▶ **Activité**: Reprenez le texte sur la dépendance à la rage et écrivez la suite, juste après sa dernière phrase.

▶ **Extrait présenté**:
----

Cette dépendance présente une grande similitude avec d’autres dépendances connues comme celles à l’alcool, au jeu et à la drogue.

Jean-Claude peut parler de la pluie et du beau temps. Toutefois, dès que l’on aborde certains sujets, il se transforme en incroyable Hulk. En fait, le gouvernement, son association locale, le professeur de son enfant, son frère et surtout sa belle-sœur déclenchent chez lui une colère excessive, démesurée et imprévisible.

« Tantôt il est de bonne humeur, et la minute d’après il n’est plus parlable. » « Il en veut à plein de gens pour des détails qui sont chose du passé, il reparle sans cesse des mêmes histoires. » « On dirait qu’il aime cela entretenir les problèmes. » « Ce n’est plus vivable pour personne. »

Jean-Claude souffre d’une dépendance à la rage, il est « rageaholique ». Un dépendant à la rage est une personne qui devient excitée par des actes de colère (paroles ou gestes) ou une personne qui se met en colère avec peu ou pas de provocation.

L’expérience de la rage déclenche des réactions neurochimiques qui entraînent une dépendance. Les symptômes de la dépendance sont très similaires aux symptômes des autres dépendances, comme celles à l’alcool, au jeu et à la drogue.

L’autostimulation : La personne génère ses états de rage, et plus elle s’enrage, plus elle en a besoin (comme la boisson, la drogue et le jeu) pour s’exciter.

La compulsion à agir : Lorsque la tourmente est partie, la personne perd le contrôle et ne peut plus se retenir (en mots ou en gestes), malgré les conséquences négatives pour elle et son milieu (on boit jusqu’à être ivre). Faire une crise devient irrésistible.

L’obsession : La personne pense continuellement à se venger. Elle fantasme sur le malheur des autres. Elle devient obsédée à l’idée de se venger (comme obsédée par le besoin de boire). Quand elle manque d’occasions, elle en provoque.

Le déni : Comme l’alcoolique, la personne niera qu’elle a un problème, car elle a toujours une bonne raison d’être en colère (les autres et la vie sont toujours la cause…). Elle ne prend pas la responsabilité de ses gestes et paroles. En plus, elle banalise ses colères : « c’est eux le problème ; je n’étais pas si fâché que ça ; ils exagèrent ».

----

▶ **Données fournies**:
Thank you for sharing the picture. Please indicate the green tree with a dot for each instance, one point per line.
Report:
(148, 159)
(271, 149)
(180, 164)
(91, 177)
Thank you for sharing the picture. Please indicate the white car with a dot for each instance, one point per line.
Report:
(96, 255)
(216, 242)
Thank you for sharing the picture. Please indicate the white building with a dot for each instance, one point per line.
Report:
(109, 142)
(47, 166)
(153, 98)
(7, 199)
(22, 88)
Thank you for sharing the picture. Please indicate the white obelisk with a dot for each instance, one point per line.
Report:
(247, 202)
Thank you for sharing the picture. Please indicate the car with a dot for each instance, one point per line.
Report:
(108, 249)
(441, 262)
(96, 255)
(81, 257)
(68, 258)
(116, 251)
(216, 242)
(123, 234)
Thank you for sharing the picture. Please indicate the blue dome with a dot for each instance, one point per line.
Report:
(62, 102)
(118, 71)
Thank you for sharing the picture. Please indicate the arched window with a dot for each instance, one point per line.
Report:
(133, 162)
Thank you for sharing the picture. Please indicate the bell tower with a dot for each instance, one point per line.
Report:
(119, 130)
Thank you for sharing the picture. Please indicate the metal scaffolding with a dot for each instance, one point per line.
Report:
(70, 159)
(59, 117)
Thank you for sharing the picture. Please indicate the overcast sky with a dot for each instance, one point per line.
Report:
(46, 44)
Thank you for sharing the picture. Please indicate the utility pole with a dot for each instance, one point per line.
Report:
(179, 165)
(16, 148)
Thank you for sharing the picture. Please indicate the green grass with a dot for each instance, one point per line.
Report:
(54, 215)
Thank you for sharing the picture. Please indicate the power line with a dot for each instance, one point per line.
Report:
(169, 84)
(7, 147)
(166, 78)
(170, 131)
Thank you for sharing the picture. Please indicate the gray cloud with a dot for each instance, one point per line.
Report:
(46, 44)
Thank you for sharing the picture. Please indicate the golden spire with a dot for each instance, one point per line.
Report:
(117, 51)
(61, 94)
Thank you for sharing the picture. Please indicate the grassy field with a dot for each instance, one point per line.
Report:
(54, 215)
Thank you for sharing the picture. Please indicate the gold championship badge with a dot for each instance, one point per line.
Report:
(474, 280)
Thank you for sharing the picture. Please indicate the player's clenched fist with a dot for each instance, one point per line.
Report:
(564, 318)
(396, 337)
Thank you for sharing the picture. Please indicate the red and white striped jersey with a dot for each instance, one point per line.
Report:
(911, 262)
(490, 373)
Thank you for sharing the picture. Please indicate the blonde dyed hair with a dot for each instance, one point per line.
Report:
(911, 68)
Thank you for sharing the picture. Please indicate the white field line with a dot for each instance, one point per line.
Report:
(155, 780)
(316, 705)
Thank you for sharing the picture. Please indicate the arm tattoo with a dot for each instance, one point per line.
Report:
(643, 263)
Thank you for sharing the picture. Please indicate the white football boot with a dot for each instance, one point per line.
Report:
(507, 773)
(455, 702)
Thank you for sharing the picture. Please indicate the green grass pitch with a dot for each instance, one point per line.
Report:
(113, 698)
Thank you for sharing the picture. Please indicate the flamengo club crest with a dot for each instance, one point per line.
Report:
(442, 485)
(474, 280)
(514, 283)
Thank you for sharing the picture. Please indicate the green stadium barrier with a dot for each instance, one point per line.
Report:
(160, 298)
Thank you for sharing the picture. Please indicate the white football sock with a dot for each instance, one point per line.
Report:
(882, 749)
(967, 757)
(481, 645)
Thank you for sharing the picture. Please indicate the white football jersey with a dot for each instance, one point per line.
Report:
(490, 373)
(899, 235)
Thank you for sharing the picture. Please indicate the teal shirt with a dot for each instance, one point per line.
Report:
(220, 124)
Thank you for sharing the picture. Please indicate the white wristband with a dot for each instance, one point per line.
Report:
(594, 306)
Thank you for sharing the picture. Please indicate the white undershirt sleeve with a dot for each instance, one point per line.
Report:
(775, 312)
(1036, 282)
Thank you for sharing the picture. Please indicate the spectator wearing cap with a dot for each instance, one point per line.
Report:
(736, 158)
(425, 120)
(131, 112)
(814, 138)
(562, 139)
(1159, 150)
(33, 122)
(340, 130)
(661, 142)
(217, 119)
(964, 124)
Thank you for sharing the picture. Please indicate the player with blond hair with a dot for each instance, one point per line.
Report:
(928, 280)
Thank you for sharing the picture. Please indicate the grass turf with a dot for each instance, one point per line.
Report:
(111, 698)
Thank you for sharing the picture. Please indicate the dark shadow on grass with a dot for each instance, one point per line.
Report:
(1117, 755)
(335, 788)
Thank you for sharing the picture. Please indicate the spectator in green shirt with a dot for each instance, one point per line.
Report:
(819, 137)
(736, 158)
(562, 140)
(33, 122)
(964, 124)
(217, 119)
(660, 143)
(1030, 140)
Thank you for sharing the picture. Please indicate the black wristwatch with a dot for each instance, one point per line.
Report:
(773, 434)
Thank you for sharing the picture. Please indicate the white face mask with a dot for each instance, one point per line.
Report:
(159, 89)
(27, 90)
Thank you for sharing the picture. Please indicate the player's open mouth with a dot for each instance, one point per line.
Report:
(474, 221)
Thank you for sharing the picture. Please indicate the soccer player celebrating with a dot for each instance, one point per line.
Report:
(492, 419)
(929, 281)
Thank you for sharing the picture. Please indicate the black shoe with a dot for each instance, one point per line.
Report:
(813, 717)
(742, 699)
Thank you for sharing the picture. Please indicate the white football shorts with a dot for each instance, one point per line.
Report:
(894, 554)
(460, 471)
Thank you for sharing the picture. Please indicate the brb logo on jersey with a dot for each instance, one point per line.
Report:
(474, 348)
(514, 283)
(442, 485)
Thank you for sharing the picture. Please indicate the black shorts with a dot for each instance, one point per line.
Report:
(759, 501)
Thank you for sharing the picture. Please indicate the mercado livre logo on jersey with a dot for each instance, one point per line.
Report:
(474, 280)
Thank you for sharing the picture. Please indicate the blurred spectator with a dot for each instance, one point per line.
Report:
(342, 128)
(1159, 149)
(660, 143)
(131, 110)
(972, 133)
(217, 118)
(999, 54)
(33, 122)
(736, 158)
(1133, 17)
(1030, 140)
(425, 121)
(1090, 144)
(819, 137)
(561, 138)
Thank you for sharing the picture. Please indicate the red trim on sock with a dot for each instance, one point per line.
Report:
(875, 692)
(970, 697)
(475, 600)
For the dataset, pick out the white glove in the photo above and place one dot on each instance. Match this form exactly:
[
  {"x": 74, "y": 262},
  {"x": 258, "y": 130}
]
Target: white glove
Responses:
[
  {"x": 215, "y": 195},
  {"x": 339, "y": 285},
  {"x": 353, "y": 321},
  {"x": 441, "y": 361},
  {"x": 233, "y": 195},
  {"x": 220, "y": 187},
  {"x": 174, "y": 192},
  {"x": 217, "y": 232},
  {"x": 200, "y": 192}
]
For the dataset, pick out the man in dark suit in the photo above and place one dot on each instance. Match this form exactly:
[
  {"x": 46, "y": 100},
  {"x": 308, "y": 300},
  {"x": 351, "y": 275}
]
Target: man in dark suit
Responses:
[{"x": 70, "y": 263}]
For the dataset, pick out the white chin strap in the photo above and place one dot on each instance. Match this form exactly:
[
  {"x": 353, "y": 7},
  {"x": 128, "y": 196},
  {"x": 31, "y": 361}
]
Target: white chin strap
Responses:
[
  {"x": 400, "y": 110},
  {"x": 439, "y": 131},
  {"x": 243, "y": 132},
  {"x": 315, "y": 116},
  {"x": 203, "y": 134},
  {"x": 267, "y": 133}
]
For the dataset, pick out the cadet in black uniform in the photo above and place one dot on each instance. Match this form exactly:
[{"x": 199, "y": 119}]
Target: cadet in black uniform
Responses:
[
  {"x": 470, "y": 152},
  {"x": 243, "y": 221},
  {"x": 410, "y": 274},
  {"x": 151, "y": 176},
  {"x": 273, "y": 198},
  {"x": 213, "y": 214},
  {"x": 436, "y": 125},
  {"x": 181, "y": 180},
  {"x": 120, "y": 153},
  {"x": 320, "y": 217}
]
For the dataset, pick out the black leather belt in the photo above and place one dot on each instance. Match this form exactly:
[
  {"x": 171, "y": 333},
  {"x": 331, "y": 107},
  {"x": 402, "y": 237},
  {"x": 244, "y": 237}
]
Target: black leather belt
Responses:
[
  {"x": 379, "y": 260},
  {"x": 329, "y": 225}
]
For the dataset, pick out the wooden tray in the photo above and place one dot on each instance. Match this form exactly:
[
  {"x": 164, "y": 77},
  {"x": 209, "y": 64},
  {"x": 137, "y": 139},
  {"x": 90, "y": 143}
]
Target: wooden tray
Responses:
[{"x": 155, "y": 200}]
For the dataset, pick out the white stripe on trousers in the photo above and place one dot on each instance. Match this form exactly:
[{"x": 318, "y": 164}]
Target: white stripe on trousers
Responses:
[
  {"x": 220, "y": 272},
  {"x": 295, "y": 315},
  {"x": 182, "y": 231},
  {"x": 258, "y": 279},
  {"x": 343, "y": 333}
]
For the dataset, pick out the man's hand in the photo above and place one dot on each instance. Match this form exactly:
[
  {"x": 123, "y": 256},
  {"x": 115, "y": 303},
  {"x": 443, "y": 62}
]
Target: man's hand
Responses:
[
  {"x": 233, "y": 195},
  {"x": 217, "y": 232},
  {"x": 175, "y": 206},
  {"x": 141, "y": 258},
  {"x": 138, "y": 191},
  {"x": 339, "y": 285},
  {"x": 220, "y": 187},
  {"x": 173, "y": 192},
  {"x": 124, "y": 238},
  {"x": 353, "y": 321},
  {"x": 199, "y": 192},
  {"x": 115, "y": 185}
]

----

▶ **Résultat obtenu**:
Comportements imprévisibles : Quand un alcoolique se met à boire, on ne sait pas quand il va arrêter et ce qu’il peut faire. Même chose pour le dépendant à la rage : ses excès peuvent aller très loin et on ne sait pas où il va s’arrêter.

Période de sevrage et abstinence : Les personnes qui sont en traitement disent se sentir très mal (douleurs physiques et psychologiques). Ils sont en manque, comme pour le sevrage à l’alcool ou à la drogue. Ils ne doivent plus « toucher » à l’expression de colère, ils doivent devenir abstinents, tel un alcoolique qui ne peut pas reprendre quelques bières de temps en temps. Ils doivent apprendre à trouver un autre véhicule pour l’expression de leurs sentiments.

Cette dépendance est loin d’être banale. Pour celui qui la vit, il y a des conséquences physiques, psychologiques, relationnelles et financières : augmentation des problèmes d’hypertension, des maladies coronariennes, maux de tête, insomnie, incapacité de prendre de saines décisions, problèmes légaux, conflits, divorces, mauvaises décisions d’affaires, ruptures d’association, etc.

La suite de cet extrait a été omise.